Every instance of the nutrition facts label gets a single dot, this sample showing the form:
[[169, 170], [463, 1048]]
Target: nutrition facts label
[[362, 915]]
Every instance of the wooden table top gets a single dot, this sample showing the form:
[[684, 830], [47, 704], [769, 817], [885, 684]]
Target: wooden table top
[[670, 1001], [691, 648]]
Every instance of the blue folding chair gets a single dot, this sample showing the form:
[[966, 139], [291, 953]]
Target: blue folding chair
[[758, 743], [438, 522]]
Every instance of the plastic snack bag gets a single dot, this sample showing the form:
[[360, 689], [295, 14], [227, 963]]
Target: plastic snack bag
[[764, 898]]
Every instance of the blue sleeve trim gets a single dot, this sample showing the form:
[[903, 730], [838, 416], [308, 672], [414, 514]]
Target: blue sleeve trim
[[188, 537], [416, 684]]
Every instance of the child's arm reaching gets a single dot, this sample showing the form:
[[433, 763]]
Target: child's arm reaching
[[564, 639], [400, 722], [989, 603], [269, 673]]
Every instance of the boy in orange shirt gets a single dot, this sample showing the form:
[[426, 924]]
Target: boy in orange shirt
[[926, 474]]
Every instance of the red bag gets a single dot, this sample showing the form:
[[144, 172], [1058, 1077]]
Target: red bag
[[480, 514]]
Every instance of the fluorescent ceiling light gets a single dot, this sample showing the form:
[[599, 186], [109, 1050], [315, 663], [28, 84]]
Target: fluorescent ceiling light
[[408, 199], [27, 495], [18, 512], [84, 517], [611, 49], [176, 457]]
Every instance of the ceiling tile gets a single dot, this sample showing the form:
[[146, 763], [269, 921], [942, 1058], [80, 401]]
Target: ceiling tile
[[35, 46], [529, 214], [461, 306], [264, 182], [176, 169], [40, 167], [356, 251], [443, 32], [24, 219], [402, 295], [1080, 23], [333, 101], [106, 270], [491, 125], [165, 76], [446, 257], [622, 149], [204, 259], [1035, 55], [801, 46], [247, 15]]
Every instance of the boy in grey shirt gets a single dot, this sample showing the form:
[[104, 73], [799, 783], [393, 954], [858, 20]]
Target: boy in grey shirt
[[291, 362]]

## WHAT YOU ARE ASKED TO DO
Can you format the lines between the one holding "Every instance of the child's" and the one holding "49], [176, 457]]", inclusive, as a numbered list with blank lines left out, covering only those lines?

## SOLUTION
1. Every instance of the child's arm reaching gets a single dot, this sample showing the form:
2. [[433, 763]]
3. Target: child's arm reaching
4. [[564, 639], [400, 722], [989, 603], [269, 673]]
5. Every instance of the boy in orange shirt gets a single dot, this sample showing the form:
6. [[426, 924]]
7. Target: boy in orange shirt
8. [[926, 474]]
9. Every instance of the red bag gets a single dot, this sample showing the form:
10. [[144, 172], [1058, 1077]]
11. Target: red bag
12. [[480, 514]]
13. Every instance of the fluorescent ceiling light gets a single dot, this sample showing the form:
14. [[599, 186], [109, 1050], [315, 663], [28, 84]]
15. Target: fluorescent ceiling light
16. [[408, 199], [27, 495], [18, 512], [84, 517], [611, 49], [176, 457]]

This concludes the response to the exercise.